:: GIVEN TEXT ::
Method 59 · VBT · Reps Centering §59 · Book of Secrets, discourse 37
Oh beloved, put attention neither on pleasure nor on pain, but between these.
The structural law of mind is the pendulum: happiness gathers momentum for unhappiness; weeping gathers momentum for laughter. You never stop in the middle — you swing from one extreme directly to the other. This is the mechanism this technique breaks.
The natural twin reactions that keep the pendulum swinging: cling to happiness (trying to stay at one extreme), escape from pain (trying to reach the opposite). Both are movements. Both sustain the oscillation. The middle is where neither happens.
The concrete instruction: when pain comes, don’t escape. Close your eyes, meditate on the headache, remain with it as a plain fact the way a house or a tree is a fact. When happiness comes, don’t cling — remain an equal witness. Neither attraction nor repulsion. This short-circuits the natural mechanism, and you fall toward the center.
:::
_TASK 1:_ Print the rows verbatim, starting at the first row and ending at the line that contains "xmin=1098 ymin=458 xmax=1147 ymax=538", with both ends included. Leave the pictures out.
The rows have no connection to the Method 59 passage.
:: SOURCE RECORDS ::
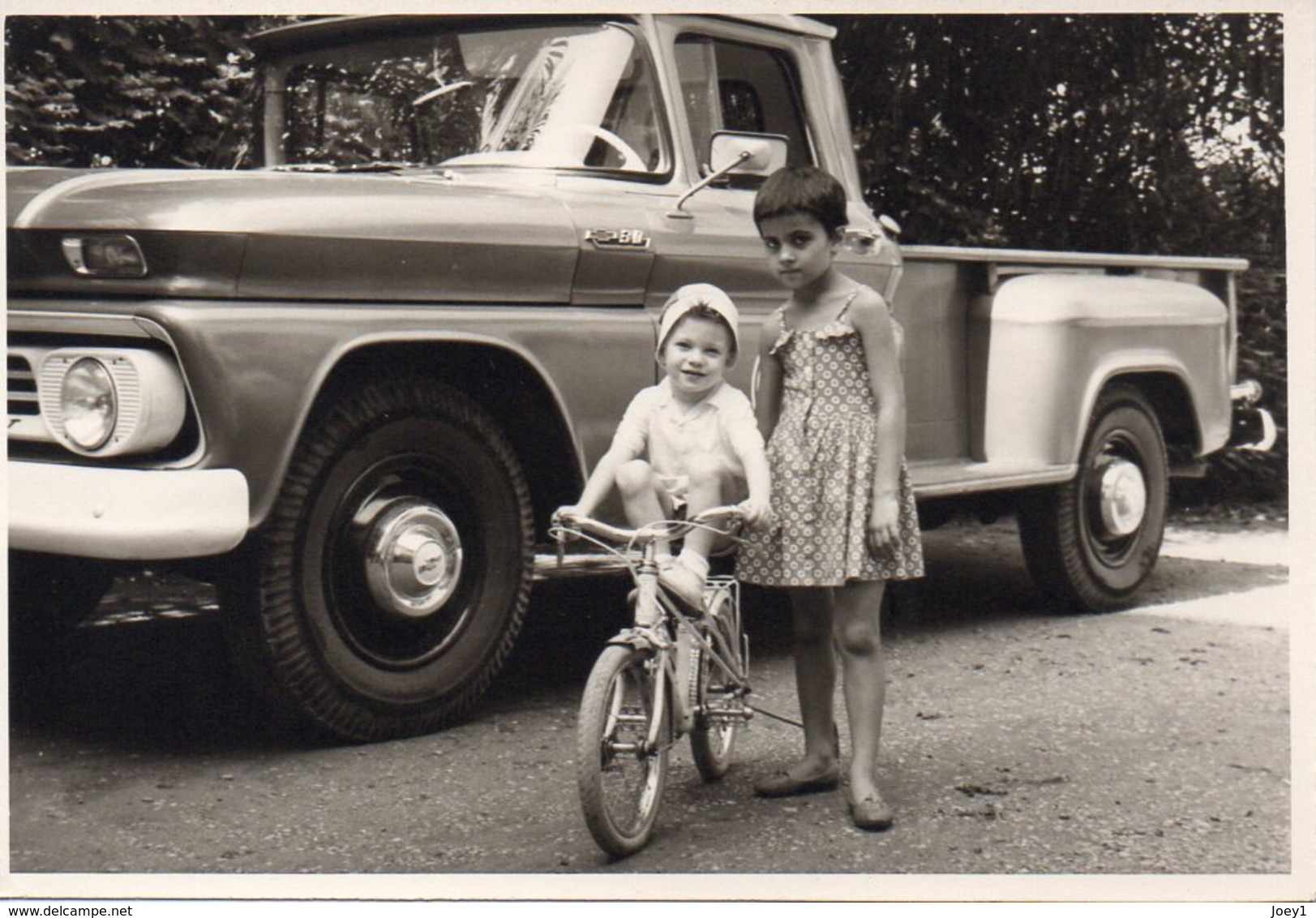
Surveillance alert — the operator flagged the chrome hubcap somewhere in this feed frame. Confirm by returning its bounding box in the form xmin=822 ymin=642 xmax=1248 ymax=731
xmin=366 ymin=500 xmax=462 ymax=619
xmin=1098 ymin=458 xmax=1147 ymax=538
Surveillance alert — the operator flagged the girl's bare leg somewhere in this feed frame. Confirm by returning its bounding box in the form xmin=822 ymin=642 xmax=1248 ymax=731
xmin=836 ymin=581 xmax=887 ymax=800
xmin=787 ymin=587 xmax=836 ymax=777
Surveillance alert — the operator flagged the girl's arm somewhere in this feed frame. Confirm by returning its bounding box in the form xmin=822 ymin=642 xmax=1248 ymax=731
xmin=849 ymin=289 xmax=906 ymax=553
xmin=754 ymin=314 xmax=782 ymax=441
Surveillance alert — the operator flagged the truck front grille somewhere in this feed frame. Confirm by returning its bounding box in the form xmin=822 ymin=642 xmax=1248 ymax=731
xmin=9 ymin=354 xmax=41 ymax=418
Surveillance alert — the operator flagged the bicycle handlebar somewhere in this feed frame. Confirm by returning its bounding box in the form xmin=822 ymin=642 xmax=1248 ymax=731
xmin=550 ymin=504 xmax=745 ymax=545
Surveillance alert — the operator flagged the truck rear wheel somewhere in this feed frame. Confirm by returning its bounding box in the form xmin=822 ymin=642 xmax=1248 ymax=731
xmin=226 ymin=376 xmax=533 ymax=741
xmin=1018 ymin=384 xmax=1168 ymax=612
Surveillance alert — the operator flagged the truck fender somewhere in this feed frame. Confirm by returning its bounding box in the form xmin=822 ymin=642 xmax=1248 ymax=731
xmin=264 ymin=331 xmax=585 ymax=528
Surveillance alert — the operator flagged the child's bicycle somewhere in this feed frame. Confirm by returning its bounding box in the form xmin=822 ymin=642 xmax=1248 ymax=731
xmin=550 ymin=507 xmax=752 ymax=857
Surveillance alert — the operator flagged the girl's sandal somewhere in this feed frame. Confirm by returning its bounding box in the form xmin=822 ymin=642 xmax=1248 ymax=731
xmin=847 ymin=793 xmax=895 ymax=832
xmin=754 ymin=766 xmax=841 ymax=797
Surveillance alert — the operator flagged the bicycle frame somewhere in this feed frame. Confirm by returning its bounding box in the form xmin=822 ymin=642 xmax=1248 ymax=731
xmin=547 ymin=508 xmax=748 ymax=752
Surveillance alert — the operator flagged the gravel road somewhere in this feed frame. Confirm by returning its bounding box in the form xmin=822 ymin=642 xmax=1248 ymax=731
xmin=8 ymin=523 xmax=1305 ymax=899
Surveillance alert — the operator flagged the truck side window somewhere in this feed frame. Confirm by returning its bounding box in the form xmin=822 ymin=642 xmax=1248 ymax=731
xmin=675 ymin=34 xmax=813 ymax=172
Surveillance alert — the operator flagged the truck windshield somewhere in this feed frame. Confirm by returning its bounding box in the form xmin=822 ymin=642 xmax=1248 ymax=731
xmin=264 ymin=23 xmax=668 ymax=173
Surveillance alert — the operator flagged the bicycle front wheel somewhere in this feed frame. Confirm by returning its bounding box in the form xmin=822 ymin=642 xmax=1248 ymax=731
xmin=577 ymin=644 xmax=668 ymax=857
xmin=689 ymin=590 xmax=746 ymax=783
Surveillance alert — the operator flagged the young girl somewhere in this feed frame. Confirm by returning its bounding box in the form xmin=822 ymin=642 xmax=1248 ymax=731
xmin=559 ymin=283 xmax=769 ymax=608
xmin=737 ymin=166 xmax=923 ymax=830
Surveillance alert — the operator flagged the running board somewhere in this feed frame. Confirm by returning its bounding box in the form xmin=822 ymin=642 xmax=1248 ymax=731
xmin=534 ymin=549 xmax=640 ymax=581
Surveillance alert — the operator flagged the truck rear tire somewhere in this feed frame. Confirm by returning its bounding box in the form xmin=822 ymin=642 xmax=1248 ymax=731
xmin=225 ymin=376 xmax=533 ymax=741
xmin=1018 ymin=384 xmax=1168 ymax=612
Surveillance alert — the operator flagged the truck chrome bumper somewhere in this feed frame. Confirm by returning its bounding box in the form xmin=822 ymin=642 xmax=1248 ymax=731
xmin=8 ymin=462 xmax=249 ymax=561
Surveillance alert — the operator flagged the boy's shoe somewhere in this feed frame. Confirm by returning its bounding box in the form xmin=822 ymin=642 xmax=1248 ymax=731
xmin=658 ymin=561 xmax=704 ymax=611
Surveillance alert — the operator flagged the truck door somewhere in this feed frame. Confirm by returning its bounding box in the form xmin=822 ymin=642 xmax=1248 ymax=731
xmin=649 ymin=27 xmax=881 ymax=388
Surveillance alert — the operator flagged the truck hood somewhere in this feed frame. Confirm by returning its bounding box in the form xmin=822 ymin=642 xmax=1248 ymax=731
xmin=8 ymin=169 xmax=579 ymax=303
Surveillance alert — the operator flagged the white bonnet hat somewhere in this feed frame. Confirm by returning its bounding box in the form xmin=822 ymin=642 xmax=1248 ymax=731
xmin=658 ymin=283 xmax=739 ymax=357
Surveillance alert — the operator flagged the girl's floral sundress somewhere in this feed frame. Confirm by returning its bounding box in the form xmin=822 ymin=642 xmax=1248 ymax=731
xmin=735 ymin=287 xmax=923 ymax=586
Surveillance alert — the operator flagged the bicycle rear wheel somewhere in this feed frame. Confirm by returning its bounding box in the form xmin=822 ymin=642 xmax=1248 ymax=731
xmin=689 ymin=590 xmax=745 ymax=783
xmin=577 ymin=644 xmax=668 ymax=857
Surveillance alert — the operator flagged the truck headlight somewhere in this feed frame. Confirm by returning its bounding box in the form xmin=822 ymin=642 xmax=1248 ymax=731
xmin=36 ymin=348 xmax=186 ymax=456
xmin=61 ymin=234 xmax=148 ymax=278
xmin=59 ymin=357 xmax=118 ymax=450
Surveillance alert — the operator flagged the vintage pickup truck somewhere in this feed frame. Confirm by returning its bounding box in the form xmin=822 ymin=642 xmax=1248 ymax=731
:::
_TASK 2:_ Carry on the Method 59 passage on pleasure and pain from where it stops.

_RIGHT ANSWER 1:_
Surveillance alert — the operator flagged the chrome hubcap somewhere in this feed frame. Confirm by returning its bounding box in the form xmin=822 ymin=642 xmax=1248 ymax=731
xmin=366 ymin=500 xmax=462 ymax=619
xmin=1098 ymin=458 xmax=1147 ymax=538

_RIGHT ANSWER 2:_
A witnessing consciousness naturally gravitates to the middle — attachment pulls you to one pole, repulsion pulls you to the other, but a watcher on the hill simply notes: morning came, evening came, morning again. The watcher is not in it.
The camera metaphor: a camera moving while shooting produces only blur. Your consciousness moving between poles produces only a confused nightmare image of reality. The middle is not a compromise between pain and pleasure — it is the only stable position from which reality can actually be seen. A non-moving mind knows truth; a moving mind only knows distortion.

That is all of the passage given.